Exercise objective -
Rescale the lines from the one with "Scan the image above for black running shoe." up to and including the one with "134;73;189;211", reproducing only those lines, requests included. Multiply each bounding-box coordinate in the answers by 0.5 and round to whole numbers, halves up, leaving the requests and their sample boxes unchanged.

Dataset records -
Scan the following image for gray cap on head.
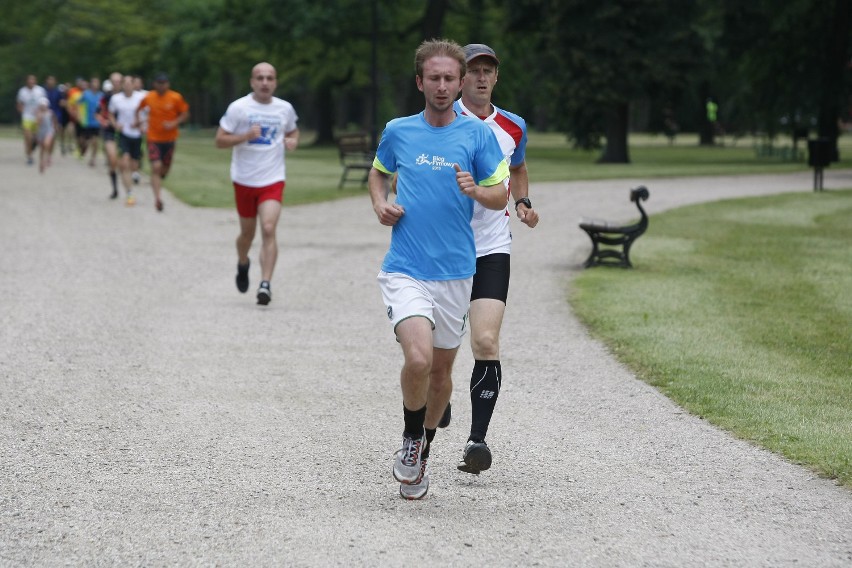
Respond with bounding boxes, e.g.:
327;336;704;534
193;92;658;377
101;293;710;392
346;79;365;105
464;43;500;65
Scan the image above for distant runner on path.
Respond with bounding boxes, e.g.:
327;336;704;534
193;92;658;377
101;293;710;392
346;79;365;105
216;63;299;306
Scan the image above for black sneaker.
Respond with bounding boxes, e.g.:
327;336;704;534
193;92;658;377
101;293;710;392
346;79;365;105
456;440;491;475
438;402;453;428
237;260;251;294
257;280;272;306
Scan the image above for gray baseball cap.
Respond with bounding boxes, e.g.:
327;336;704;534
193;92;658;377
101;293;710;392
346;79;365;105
464;43;500;65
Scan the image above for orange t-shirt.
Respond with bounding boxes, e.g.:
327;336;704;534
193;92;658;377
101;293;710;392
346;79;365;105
139;89;189;142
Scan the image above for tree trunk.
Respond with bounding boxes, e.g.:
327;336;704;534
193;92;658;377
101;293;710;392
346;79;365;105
598;102;630;164
315;81;337;145
819;0;852;162
698;82;716;146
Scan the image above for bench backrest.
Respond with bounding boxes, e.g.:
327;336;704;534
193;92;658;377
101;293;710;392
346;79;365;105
337;132;375;163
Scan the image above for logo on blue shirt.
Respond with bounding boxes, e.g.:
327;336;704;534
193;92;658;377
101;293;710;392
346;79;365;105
414;154;455;170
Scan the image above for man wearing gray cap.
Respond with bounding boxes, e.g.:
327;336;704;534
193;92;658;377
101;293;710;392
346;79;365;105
455;43;538;475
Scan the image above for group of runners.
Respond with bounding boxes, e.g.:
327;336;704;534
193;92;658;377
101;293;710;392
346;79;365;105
17;72;189;211
19;40;539;499
208;40;539;500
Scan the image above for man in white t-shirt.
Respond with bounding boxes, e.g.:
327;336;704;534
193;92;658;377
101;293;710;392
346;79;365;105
108;75;145;205
216;63;299;306
16;75;47;164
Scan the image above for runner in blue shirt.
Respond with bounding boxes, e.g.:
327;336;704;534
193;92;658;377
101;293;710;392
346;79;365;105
369;40;509;499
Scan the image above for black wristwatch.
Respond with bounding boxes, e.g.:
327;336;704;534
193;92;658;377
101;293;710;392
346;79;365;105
515;197;532;211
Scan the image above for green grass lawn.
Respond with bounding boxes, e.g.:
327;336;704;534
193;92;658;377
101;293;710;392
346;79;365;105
570;190;852;486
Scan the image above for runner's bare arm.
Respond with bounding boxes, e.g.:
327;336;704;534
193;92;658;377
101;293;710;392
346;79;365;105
369;168;405;227
453;164;507;211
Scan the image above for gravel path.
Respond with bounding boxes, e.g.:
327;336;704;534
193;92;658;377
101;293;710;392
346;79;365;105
0;140;852;566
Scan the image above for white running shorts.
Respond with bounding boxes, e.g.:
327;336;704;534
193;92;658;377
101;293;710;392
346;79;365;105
378;271;473;349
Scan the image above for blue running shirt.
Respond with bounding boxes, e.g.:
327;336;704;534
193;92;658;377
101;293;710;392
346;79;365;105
373;112;509;280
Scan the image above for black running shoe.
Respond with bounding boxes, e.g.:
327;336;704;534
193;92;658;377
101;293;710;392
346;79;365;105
438;402;453;428
257;280;272;306
456;440;491;475
237;260;251;294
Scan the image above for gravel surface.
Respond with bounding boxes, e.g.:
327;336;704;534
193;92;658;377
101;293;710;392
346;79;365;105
0;140;852;566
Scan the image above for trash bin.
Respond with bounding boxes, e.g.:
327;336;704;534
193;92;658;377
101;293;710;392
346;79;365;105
808;138;834;191
808;138;831;168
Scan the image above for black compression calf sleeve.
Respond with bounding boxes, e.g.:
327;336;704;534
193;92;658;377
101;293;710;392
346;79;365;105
422;428;438;459
470;360;502;442
402;405;426;440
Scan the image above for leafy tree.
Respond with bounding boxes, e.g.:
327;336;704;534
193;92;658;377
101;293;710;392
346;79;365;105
722;0;852;156
510;0;703;163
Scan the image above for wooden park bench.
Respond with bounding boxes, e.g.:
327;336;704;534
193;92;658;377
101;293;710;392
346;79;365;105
337;132;376;189
580;186;650;268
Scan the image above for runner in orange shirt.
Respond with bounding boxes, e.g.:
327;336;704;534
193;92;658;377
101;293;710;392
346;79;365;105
134;73;189;211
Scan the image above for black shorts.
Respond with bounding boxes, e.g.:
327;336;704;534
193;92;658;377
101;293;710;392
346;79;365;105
470;253;509;304
148;140;175;168
118;133;142;160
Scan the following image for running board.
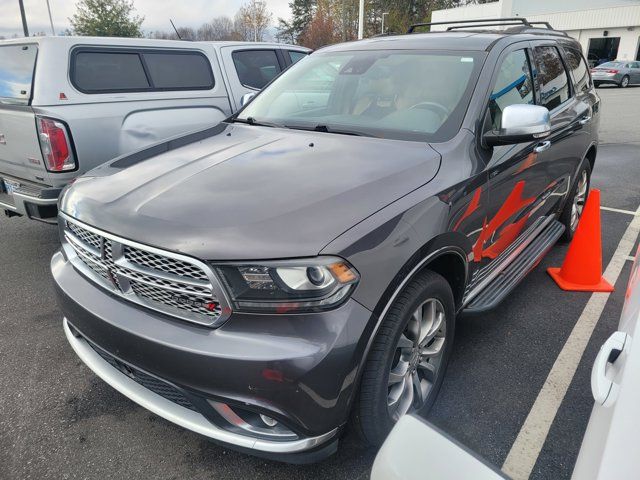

Written response -
Scan the image above for black running shoe.
Respond with bounding boxes, e.g.:
327;336;704;534
193;92;658;377
101;293;710;392
346;79;365;105
219;201;227;214
129;140;136;153
228;220;246;238
119;130;126;147
Scan the image above for gravel surface.
Respond with bounding boxes, e.g.:
327;336;704;534
193;92;658;377
101;293;710;392
346;79;365;105
0;70;426;283
Scan the image above for trash bin.
Respond with bounding boxes, e.g.:
327;336;704;534
193;92;658;377
101;293;710;392
346;79;365;105
404;69;417;96
404;69;416;84
Scan the image above for black compression calf sleeve.
Respond with bounding boxes, e.g.:
327;336;704;534
193;92;658;377
101;293;710;392
346;79;365;105
211;214;219;230
235;180;251;221
201;203;213;220
Scan the image above for leafy tree.
Respond with bounding boxes, e.g.:
327;336;704;534
193;92;658;377
101;293;710;392
346;79;365;105
361;0;426;78
255;0;352;82
Scan the image above for wooden park bench.
Respond with bounding boxes, e.g.:
327;336;704;534
193;92;658;377
101;293;710;392
346;79;365;105
169;66;188;95
290;93;325;134
Scan the image above for runner in orange shirt.
Respond with bounding boxes, e.g.:
327;336;704;534
193;92;658;377
101;293;710;392
346;79;365;105
67;37;95;106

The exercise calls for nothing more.